(Challenge) Copy the records below exactly, leaving out any pictures.

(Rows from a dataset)
>> begin

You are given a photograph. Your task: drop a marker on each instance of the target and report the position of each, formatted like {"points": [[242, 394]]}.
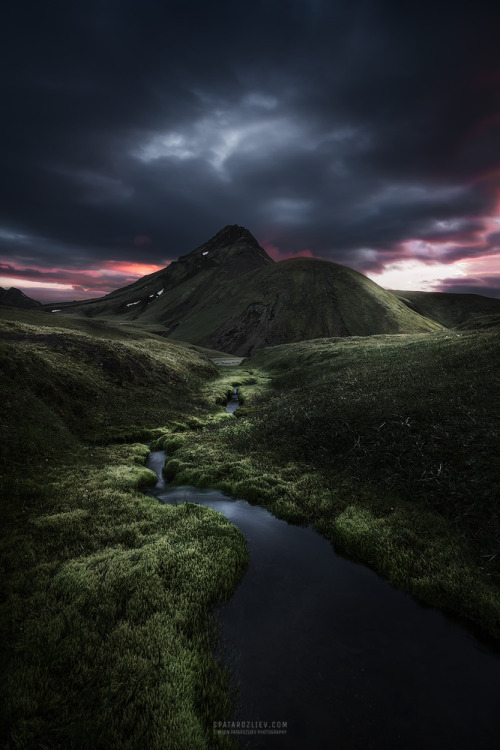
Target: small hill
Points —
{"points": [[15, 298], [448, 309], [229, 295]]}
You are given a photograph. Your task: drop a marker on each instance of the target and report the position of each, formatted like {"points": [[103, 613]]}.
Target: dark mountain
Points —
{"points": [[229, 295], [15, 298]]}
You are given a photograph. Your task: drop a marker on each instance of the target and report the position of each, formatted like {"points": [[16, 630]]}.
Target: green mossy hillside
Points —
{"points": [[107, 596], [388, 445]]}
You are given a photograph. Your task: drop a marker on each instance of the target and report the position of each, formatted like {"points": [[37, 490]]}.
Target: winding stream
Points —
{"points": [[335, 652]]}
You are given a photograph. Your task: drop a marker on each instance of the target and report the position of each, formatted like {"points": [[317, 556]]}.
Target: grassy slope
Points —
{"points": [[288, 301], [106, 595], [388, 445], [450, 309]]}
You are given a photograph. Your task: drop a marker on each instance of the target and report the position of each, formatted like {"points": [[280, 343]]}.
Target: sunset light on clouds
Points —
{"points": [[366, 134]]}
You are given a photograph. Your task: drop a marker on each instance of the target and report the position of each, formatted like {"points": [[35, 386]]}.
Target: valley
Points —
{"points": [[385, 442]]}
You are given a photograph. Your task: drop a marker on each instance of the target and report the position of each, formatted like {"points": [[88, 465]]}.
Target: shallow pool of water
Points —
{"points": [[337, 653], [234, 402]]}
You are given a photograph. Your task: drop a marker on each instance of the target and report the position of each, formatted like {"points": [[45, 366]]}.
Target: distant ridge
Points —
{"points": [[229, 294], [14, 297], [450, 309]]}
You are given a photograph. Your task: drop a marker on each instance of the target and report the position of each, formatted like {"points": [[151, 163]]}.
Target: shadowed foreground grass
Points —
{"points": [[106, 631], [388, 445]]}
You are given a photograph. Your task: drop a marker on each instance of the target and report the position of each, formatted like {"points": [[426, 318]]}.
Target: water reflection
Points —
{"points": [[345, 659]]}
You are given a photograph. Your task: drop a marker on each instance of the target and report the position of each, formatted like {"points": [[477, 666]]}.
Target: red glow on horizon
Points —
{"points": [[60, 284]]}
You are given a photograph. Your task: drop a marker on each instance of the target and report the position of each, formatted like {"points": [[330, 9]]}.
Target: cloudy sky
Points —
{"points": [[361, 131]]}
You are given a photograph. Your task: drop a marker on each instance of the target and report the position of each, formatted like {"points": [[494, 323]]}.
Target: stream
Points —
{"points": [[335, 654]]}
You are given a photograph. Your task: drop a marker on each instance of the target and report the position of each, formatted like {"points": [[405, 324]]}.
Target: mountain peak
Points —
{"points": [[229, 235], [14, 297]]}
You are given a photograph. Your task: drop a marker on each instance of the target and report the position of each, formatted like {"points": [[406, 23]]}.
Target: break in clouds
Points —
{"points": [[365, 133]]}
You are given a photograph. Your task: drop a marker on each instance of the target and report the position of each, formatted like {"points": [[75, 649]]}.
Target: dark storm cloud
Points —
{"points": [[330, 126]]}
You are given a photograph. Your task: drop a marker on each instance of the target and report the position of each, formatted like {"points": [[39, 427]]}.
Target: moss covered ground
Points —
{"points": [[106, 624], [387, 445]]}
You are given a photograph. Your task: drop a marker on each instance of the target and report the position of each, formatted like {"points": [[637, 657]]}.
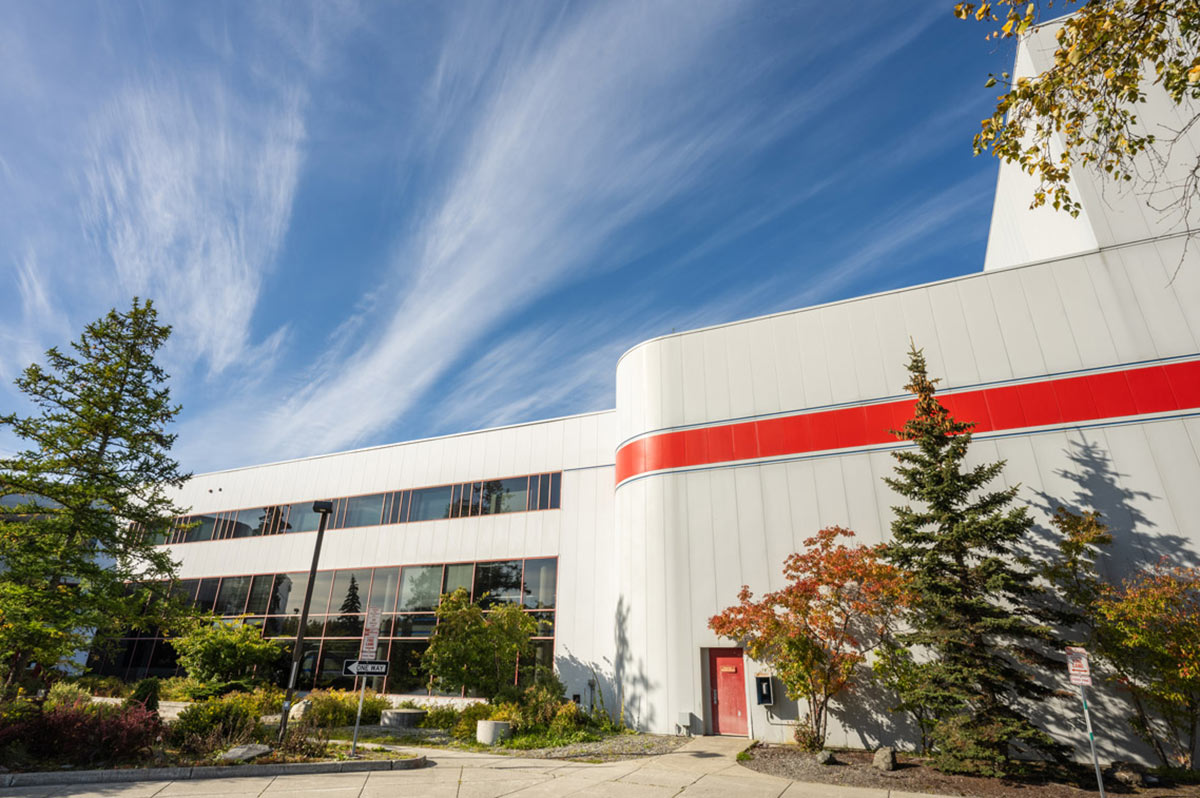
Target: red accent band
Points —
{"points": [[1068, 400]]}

>> end

(Full response)
You are given a photograph. Your task: drop a marker on each instance of the target and report the position of each, formatted like {"points": [[242, 394]]}.
Target: small hill
Points —
{"points": [[15, 298], [448, 309], [229, 295]]}
You are given a photograph. Your task: drop a marker on each instance of the target and report the position of each, formatted like {"points": [[103, 613]]}.
Target: dark mountain
Points —
{"points": [[229, 295], [15, 298]]}
You are given a photograph. Your task: drop a marker on each instance of the target and report the position of each, formatted like {"points": [[16, 630]]}.
Target: green mossy hillside
Points —
{"points": [[107, 596], [388, 445]]}
You are given a photograph. Your task: drop a marker on each instance of the target and report the position of each, formatted like {"points": [[37, 490]]}.
Target: winding stream
Points —
{"points": [[335, 652]]}
You are given a photograph. Your task: drop a marker on each instance of the target and report the position of each, formatted like {"points": [[317, 556]]}.
Target: grassy slope
Points —
{"points": [[288, 301], [106, 595], [388, 445], [450, 309]]}
You are given a photograph. Your task: drop a marker on each instance of the target and report the position of each, formatted like {"points": [[280, 343]]}.
Target: sunset light on clouds
Points —
{"points": [[366, 134]]}
You are given a photograph. Your task: drop a marker on each instance of the target and report the position of each, formatted like {"points": [[35, 386]]}.
Target: valley
Points —
{"points": [[385, 442]]}
You are given a photograph. Your task: drop a marker on each instance of the target and report the position of each, formatted like {"points": [[88, 465]]}.
Target: shallow pool of water
Points —
{"points": [[337, 653], [234, 402]]}
You are given a photograph. Your task: drop a marker on each instance of the target and report the position of each, formatted like {"points": [[45, 366]]}.
Target: distant ridge
Points —
{"points": [[229, 294], [14, 297], [450, 309]]}
You are given a photograph. Your task: drop a marker on each instance of the target and report the position of each, formatted like {"points": [[151, 163]]}.
Target: shadowed foreground grass
Points —
{"points": [[106, 631], [388, 445]]}
You are given a photograph. Your task: drop a marker on each instance of the target and report the position of each, formatted like {"points": [[426, 318]]}.
Target: water reflection
Points —
{"points": [[345, 659]]}
You are given a photograph. Your task: drop a marker on each instance of the target and report the position of each, formatted like {"points": [[477, 666]]}.
Target: red glow on horizon
Points —
{"points": [[60, 284]]}
You are given a photograph. Your task: drop a marker on each instance of the target and report the position of each, formatted like {"points": [[330, 9]]}.
Target: cloudy sky
Points —
{"points": [[361, 131]]}
You are given a photograph. Your task: drop a marker on each instance of the target and report the position of each, formatted like {"points": [[494, 323]]}.
Target: stream
Points —
{"points": [[335, 654]]}
You are given a photograph. Your task: drop a marker on each instance of the target and report the position of each, formatted like {"points": [[405, 324]]}.
Target: mountain peak
Points —
{"points": [[229, 235], [14, 297]]}
You are given a photograph. Your task: drop a marker on each instance of the target and report the position of each, formatted like {"points": [[406, 23]]}.
Target: break in clouds
Points —
{"points": [[365, 133]]}
You are given a photograph. Your task: drop a marker on each instance of the target and report the position of each, formatted like {"points": [[75, 649]]}.
Target: dark storm cloud
Points —
{"points": [[330, 126]]}
You are given a photograph. Your task: drop a marker on each instance of the target and report the position of each, formatted like {"points": [[39, 427]]}.
Target: moss covered ground
Points —
{"points": [[106, 624], [387, 445]]}
You are given a photograph. Your task: drop a marker on each instance of the target and report the position of each, formatted like {"points": [[637, 657]]}.
Target: red accent band
Points —
{"points": [[1068, 400]]}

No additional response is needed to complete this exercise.